:: STATED TASK ::
Pull out every line of the items below that contains the word "dining", and copy each such line in full.

────────────────────────────────────────

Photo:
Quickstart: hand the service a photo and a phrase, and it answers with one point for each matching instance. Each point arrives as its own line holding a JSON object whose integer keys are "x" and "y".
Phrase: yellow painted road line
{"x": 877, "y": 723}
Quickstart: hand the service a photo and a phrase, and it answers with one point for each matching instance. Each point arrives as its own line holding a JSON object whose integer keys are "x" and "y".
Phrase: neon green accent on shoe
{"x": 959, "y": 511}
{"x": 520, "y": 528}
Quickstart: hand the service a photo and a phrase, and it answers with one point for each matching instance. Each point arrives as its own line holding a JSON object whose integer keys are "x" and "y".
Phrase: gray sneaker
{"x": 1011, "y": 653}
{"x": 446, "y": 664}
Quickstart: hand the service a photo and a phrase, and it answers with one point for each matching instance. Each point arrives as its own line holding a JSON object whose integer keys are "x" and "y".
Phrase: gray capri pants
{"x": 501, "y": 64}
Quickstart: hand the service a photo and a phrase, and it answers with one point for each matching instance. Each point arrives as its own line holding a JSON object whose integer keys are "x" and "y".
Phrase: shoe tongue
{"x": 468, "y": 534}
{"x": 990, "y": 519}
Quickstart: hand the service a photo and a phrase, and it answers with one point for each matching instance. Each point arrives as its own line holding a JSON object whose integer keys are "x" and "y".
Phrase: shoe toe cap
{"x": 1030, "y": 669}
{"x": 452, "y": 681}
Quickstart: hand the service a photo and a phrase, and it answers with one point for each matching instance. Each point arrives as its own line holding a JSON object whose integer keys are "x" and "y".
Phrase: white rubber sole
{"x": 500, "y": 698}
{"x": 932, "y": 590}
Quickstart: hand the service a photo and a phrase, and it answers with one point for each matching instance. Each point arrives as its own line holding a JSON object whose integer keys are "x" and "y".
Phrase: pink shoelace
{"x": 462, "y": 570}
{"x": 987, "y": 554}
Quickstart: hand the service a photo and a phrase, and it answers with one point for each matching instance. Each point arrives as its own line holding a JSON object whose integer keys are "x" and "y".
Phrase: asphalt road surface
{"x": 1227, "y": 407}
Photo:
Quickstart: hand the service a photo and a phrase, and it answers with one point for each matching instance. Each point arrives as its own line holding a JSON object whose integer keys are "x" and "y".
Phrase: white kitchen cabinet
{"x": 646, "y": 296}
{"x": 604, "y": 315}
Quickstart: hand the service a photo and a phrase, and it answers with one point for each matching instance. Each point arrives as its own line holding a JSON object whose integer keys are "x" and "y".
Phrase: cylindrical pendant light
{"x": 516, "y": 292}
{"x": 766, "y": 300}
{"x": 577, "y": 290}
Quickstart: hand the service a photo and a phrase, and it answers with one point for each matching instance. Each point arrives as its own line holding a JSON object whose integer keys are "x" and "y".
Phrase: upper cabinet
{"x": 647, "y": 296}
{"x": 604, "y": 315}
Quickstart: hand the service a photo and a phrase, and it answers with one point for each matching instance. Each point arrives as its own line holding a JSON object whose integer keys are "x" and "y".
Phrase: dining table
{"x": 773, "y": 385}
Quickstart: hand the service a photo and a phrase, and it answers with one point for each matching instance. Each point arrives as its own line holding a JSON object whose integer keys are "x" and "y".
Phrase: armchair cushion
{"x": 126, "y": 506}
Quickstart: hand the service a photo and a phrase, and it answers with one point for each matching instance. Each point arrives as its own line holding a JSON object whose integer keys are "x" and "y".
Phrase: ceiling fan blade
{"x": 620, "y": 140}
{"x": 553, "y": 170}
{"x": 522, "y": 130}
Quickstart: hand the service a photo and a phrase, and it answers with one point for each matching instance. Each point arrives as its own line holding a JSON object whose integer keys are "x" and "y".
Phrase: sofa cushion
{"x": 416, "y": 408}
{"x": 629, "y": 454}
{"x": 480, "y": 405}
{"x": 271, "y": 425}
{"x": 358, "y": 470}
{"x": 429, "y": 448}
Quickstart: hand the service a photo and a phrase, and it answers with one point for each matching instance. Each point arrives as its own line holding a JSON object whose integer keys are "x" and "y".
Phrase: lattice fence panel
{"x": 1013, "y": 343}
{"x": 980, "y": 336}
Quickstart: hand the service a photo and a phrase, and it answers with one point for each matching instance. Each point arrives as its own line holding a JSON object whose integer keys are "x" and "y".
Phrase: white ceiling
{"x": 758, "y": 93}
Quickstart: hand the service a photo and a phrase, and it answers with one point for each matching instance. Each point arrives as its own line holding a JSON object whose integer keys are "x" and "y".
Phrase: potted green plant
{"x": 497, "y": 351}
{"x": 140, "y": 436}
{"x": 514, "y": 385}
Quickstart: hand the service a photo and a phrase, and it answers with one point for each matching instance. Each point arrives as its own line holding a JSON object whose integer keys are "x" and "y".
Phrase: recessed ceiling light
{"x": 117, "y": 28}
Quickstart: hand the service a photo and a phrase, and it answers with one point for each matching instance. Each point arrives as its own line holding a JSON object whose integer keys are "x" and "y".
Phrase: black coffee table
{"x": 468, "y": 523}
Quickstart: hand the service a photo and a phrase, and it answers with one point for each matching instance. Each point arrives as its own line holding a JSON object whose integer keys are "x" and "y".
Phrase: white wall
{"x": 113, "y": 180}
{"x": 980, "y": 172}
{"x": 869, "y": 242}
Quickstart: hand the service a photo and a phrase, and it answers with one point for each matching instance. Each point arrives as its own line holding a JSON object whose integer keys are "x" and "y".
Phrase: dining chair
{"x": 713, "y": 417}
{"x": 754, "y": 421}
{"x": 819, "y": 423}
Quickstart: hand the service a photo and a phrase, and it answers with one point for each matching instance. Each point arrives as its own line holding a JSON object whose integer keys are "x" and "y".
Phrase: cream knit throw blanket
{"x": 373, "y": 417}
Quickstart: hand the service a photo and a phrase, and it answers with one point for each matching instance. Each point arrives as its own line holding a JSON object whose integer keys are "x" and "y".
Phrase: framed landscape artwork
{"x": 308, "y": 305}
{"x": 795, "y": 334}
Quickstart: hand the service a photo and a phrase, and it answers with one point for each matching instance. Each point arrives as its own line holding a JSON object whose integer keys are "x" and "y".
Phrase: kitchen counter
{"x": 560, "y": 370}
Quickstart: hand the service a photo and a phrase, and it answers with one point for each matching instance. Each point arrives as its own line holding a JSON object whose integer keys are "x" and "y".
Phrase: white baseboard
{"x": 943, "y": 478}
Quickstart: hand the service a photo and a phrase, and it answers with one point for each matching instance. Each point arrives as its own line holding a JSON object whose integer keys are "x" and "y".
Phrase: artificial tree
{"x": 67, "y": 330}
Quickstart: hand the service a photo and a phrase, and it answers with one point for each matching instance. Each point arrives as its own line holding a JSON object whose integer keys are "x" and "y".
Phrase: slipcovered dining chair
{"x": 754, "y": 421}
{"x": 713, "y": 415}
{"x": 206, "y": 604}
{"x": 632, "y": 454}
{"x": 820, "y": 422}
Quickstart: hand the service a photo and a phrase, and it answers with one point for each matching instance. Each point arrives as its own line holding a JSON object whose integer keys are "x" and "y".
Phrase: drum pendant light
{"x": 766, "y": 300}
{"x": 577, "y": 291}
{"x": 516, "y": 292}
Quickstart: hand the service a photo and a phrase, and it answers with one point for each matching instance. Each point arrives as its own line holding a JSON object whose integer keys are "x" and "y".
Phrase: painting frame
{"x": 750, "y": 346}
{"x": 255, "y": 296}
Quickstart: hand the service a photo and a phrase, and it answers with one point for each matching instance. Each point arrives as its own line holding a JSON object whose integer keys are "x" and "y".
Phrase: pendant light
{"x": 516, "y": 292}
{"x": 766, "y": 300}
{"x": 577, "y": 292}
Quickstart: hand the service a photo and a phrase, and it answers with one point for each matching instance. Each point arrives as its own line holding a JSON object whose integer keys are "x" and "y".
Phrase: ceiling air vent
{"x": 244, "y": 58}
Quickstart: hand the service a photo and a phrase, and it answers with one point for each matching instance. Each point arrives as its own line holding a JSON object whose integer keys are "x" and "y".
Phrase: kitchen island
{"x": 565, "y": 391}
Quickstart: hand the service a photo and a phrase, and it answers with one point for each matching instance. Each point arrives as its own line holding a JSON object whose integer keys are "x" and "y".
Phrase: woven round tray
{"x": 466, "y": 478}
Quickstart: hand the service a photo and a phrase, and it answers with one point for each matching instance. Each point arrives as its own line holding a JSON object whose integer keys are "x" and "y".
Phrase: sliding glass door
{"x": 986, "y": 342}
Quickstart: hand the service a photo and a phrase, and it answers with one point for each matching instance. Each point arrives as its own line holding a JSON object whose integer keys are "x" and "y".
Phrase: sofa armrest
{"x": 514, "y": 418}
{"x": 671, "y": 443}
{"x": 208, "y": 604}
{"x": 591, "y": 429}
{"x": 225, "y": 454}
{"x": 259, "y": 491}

────────────────────────────────────────

:: FULL ANSWER ::
Phrase: dining table
Phrase: dining chair
Phrase: slipcovered dining chair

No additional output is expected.